• **SOURCE EXTRACT**
====
Greece in the Balkan Wars

The participation of Greece in the Balkan Wars of 1912–1913 is one of the most important episodes in modern Greek history, as it allowed the Greek state to almost double its size and achieve most of its present territorial size. It also served as a catalyst of political developments, as it brought to prominence two personalities, whose relationship would dominate the next decade and have long-lasting repercussions for Greece: the Prime Minister Eleftherios Venizelos, and the Army's commander-in-chief, the Crown Prince and later King, Constantine I.

In the First Balkan War, Greece was allied with Bulgaria, Serbia and Montenegro in the "Balkan League" against the Ottoman Empire. The war began on 8 October [O.S. 25 September] 1912 with the declaration of war by Montenegro, while Greece, Bulgaria and Serbia joined on 17 October [O.S. 4 October] 1912. During this war, Greece fought on two fronts on land, and also shouldered the main naval effort of the Balkan allies. The initial principal thrust on land was by the Army of Thessaly, which succeeded in occupying much of Macedonia, including the strategically important port of Thessaloniki, the latter just hours ahead of a Bulgarian division; this would result in increased tension between the two allies in the coming months, and would be one of the causes of the Second Balkan War. Following the successful conclusion of operations in Macedonia, the Greek Army shifted its weight to the Epirus front, where, after a prolonged siege, the city of Ioannina fell, and the Greeks advanced into Northern Epirus (modern southern Albania). In the Aegean Sea, the Greek Navy took possession of all the Aegean islands except for the Italian-occupied Dodecanese, and fought off two attempts by the Ottoman Navy to sally forth from the Dardanelles.
====
• **Dataset entries**

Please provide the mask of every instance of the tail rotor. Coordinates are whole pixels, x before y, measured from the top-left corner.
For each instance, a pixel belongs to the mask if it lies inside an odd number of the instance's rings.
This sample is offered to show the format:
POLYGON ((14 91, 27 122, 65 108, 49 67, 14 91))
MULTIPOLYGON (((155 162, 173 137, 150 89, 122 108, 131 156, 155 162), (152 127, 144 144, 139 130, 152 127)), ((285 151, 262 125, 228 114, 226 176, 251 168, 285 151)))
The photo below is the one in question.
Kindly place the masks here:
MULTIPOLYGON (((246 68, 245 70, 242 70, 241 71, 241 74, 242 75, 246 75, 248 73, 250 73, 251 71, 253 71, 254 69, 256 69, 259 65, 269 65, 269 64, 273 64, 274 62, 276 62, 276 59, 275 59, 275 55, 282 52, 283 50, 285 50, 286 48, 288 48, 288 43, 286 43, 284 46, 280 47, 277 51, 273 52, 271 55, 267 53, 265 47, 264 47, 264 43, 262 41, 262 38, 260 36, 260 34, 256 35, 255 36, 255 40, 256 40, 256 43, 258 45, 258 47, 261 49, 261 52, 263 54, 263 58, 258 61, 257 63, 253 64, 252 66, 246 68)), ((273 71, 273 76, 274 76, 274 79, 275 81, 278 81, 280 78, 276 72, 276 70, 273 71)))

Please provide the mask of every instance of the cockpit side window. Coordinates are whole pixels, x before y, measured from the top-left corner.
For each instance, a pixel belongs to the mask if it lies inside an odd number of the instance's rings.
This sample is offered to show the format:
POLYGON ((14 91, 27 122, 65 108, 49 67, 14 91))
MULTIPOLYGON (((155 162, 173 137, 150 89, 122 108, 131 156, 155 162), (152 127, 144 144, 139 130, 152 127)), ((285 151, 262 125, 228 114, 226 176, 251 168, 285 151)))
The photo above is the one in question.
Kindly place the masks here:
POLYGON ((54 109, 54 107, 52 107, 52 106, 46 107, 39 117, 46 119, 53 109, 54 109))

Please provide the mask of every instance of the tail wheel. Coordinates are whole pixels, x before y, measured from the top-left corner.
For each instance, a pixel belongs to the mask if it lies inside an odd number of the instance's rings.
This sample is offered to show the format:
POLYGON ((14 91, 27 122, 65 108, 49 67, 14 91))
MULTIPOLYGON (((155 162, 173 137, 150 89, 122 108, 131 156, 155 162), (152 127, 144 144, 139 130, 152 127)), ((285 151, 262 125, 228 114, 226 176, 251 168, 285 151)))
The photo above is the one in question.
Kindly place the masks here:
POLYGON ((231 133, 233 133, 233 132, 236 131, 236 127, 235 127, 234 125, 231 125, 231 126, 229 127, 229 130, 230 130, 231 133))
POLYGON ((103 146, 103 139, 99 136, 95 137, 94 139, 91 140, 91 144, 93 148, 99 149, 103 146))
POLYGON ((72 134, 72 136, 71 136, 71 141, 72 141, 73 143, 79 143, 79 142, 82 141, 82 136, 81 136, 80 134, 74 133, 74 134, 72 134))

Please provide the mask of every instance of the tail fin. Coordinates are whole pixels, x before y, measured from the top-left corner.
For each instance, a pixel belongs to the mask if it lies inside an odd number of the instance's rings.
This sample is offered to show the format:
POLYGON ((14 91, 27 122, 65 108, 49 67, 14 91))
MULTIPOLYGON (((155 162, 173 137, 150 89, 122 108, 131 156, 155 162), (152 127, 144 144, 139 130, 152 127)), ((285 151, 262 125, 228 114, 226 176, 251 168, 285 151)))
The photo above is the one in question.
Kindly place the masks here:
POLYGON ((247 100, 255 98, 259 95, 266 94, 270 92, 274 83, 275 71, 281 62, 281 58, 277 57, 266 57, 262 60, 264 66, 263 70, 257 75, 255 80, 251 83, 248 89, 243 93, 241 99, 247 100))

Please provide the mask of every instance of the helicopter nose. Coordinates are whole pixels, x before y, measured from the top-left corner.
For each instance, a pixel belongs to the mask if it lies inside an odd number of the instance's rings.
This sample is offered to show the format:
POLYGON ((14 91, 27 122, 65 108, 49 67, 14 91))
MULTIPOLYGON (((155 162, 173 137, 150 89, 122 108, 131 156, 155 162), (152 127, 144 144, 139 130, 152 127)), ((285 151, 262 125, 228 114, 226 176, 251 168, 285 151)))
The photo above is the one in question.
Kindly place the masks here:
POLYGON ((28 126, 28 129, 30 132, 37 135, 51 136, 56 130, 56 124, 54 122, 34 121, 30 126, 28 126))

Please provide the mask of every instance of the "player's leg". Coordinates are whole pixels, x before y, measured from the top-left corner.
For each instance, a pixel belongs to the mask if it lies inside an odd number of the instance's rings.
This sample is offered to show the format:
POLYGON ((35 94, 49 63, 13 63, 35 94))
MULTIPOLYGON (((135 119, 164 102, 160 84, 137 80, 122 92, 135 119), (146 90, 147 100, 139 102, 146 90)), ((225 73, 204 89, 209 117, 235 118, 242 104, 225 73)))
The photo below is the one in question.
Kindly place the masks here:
====
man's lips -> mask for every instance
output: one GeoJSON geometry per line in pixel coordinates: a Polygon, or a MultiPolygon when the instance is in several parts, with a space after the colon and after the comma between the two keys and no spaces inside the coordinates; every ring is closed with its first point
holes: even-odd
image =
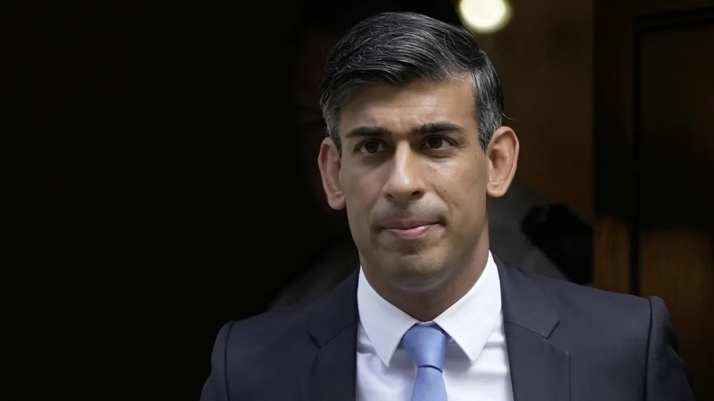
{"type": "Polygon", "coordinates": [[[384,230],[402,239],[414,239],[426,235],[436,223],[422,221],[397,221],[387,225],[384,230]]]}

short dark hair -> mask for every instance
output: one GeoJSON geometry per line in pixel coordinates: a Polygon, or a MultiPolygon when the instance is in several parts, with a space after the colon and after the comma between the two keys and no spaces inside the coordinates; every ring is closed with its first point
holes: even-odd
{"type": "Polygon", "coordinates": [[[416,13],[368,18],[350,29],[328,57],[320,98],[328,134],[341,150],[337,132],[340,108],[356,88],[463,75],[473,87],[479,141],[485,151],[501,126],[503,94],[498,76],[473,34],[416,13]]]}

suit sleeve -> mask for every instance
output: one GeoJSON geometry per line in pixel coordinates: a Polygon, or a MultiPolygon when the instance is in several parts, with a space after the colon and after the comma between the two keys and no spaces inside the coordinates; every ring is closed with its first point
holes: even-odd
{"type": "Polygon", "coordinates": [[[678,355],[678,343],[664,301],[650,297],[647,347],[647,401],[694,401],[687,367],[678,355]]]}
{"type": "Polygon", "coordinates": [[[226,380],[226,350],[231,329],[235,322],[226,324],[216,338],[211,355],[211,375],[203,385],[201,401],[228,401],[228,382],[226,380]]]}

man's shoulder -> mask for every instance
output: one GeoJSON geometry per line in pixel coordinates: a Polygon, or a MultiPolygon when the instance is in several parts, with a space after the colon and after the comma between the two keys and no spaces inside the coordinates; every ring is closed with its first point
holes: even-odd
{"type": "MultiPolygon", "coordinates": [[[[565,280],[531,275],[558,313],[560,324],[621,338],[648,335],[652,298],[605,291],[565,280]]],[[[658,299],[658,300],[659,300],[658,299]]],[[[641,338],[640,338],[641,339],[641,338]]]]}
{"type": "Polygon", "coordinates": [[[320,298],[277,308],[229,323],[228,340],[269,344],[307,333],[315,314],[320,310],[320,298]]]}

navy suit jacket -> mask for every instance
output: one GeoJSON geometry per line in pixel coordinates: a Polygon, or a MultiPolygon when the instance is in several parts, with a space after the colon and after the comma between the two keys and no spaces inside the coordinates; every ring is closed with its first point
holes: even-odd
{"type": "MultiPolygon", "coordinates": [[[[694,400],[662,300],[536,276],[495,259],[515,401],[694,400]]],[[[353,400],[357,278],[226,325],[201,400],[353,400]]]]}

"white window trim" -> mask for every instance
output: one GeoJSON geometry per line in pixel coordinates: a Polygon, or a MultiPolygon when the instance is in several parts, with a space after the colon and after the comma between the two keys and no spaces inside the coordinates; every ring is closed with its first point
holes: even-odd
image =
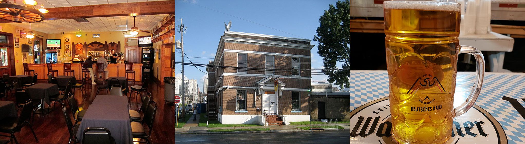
====
• **WHAT TO WORK ON**
- 1) Reproduce the section of the passage on Greece in the Balkan Wars that opens with the words "The participation of" and closes with "King, Constantine I.", keeping every word exactly as it appears.
- 2) Transcribe word for word the lines of the first block of dataset entries that run from the line containing "Please provide the mask of every instance of the tail rotor." through the line containing "MULTIPOLYGON (((246 68, 245", with both of those lines included.
The passage on Greece in the Balkan Wars and the dataset entries are unrelated to each other.

• **RESULTS OF THE TASKS**
- 1)
The participation of Greece in the Balkan Wars of 1912–1913 is one of the most important episodes in modern Greek history, as it allowed the Greek state to almost double its size and achieve most of its present territorial size. It also served as a catalyst of political developments, as it brought to prominence two personalities, whose relationship would dominate the next decade and have long-lasting repercussions for Greece: the Prime Minister Eleftherios Venizelos, and the Army's commander-in-chief, the Crown Prince and later King, Constantine I.

- 2)
Please provide the mask of every instance of the tail rotor. Coordinates are whole pixels, x before y, measured from the top-left corner.
For each instance, a pixel belongs to the mask if it lies inside an odd number of the instance's rings.
This sample is offered to show the format:
POLYGON ((14 91, 27 122, 65 108, 49 67, 14 91))
MULTIPOLYGON (((155 162, 173 137, 150 89, 122 108, 131 156, 155 162), (152 127, 144 144, 139 130, 152 127)), ((285 151, 262 125, 228 114, 226 176, 251 168, 285 151)))
The photo below is the one in question.
Kindly place the masks here:
MULTIPOLYGON (((246 68, 245 70, 242 70, 241 71, 241 74, 242 75, 246 75, 248 73, 250 73, 251 71, 253 71, 254 69, 256 69, 259 65, 269 65, 269 64, 273 64, 274 62, 276 62, 276 59, 275 59, 275 55, 282 52, 283 50, 285 50, 286 48, 288 48, 288 43, 286 43, 284 46, 280 47, 277 51, 273 52, 271 55, 267 53, 265 47, 264 47, 264 43, 262 41, 262 38, 260 36, 260 34, 256 35, 255 36, 255 40, 256 40, 256 43, 258 45, 258 47, 261 49, 261 52, 263 54, 263 58, 258 61, 257 63, 253 64, 252 66, 246 68)), ((273 71, 273 76, 274 76, 274 79, 275 81, 278 81, 280 78, 276 72, 276 70, 273 71)))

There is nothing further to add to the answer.